[Stored items]

^^^^^^^^

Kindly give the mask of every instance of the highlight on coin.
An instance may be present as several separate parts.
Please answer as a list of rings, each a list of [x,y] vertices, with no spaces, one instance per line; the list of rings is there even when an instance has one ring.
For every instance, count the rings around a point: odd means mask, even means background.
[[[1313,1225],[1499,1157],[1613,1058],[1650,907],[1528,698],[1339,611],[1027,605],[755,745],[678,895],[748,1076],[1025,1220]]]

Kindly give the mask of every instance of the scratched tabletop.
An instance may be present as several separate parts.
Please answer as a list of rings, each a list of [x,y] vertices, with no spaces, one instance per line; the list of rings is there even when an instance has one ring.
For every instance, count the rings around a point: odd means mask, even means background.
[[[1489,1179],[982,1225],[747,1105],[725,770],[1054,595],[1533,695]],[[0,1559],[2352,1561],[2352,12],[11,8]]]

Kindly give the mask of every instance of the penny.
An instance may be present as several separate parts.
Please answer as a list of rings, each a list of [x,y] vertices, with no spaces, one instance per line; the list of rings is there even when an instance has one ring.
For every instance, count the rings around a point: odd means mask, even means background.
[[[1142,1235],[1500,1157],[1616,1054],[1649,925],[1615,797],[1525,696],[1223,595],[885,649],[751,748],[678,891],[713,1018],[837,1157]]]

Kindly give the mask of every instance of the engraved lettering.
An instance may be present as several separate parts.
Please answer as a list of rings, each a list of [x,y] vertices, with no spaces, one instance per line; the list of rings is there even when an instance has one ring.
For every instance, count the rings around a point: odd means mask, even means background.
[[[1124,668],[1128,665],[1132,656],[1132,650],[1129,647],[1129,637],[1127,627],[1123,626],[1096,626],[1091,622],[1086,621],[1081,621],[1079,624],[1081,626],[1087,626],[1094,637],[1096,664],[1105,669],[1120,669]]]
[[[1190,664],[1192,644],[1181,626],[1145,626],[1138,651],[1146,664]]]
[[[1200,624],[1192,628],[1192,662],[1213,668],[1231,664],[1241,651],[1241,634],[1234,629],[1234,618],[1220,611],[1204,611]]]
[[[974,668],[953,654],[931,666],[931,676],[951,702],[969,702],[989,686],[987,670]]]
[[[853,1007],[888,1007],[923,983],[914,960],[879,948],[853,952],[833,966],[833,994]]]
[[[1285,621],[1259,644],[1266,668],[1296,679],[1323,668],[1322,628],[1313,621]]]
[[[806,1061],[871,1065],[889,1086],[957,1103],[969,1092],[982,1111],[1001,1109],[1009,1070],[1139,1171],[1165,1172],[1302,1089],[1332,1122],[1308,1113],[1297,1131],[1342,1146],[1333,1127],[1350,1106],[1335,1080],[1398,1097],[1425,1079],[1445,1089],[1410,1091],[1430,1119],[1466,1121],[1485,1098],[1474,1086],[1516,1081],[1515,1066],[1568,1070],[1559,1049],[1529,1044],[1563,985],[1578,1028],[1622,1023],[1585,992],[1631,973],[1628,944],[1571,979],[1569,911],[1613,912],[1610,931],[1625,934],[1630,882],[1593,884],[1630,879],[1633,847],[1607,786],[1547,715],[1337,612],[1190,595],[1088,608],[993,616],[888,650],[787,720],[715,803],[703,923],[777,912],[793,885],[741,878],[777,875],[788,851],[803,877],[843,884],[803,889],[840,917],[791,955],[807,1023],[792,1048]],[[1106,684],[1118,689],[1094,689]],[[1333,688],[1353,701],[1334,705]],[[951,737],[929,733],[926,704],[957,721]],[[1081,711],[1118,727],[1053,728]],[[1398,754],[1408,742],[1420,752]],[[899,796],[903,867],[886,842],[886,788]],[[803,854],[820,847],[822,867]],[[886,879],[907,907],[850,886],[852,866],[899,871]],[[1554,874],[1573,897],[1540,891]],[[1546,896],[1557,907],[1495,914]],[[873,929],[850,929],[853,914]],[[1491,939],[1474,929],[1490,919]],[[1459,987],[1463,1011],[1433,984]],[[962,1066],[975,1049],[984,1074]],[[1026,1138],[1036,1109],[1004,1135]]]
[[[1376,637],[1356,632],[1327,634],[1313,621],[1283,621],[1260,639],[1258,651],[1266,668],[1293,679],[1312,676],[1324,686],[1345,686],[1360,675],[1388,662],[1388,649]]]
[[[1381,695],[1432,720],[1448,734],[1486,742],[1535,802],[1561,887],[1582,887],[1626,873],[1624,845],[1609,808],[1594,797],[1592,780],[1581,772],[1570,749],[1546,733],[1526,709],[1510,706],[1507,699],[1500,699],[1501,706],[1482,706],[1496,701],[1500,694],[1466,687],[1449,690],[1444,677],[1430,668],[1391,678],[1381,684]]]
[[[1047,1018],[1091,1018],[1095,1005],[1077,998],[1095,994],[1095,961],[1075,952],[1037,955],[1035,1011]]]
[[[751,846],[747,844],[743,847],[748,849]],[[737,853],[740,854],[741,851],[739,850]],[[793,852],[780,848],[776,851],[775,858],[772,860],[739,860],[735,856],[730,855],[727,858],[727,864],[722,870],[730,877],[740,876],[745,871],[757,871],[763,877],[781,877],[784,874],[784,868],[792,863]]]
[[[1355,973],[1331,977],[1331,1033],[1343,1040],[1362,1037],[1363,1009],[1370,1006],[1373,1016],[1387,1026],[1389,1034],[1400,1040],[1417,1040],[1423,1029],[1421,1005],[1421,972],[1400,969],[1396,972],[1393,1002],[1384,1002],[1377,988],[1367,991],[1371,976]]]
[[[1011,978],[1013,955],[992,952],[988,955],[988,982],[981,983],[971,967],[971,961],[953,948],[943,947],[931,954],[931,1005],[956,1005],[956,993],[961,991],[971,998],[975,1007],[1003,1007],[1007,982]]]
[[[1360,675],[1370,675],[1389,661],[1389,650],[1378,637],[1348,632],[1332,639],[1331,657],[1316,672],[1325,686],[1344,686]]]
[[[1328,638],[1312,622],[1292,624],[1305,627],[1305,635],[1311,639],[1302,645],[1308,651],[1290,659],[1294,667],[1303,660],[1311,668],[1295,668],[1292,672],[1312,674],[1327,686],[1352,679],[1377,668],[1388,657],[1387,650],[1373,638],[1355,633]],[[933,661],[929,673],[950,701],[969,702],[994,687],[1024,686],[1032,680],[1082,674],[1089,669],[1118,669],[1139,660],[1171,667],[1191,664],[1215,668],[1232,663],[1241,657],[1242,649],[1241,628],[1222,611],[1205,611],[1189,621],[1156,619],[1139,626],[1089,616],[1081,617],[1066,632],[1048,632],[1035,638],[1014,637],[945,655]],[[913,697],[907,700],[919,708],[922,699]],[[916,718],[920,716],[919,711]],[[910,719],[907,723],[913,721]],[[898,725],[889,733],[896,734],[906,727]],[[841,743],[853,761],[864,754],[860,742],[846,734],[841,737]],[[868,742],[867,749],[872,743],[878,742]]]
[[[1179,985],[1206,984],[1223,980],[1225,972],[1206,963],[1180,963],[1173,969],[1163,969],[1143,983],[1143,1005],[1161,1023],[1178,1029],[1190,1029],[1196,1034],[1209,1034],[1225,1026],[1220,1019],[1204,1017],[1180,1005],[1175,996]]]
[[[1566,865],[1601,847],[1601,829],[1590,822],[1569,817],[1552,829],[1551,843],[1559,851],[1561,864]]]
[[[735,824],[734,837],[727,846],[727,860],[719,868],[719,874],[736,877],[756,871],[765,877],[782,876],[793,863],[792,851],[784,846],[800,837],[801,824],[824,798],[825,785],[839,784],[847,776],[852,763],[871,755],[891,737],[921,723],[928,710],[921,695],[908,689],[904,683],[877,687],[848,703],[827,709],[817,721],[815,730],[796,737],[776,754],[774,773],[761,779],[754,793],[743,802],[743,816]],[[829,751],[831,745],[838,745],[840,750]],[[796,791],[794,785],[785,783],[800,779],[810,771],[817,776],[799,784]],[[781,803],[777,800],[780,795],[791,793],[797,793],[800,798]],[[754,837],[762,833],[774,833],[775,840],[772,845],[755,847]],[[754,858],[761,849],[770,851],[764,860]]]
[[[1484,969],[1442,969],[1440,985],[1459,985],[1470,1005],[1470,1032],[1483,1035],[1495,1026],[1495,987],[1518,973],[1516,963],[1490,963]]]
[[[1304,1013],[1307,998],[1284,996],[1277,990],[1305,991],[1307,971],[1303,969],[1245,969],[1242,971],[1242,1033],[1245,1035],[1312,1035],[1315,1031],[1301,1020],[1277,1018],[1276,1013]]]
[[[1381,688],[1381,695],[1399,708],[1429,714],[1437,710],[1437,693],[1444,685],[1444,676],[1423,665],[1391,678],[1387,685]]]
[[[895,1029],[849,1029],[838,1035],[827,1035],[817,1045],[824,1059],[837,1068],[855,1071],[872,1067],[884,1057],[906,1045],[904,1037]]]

^^^^^^^^

Activity:
The required answer is each line of the data in which the word "Kindly" appears.

Solution below:
Kindly give the mask of every instance of the highlight on coin.
Kindly give the mask of every instance of the scratched tabletop.
Kindly give the mask of every instance of the penny.
Kindly give the mask of every instance of the engraved lettering.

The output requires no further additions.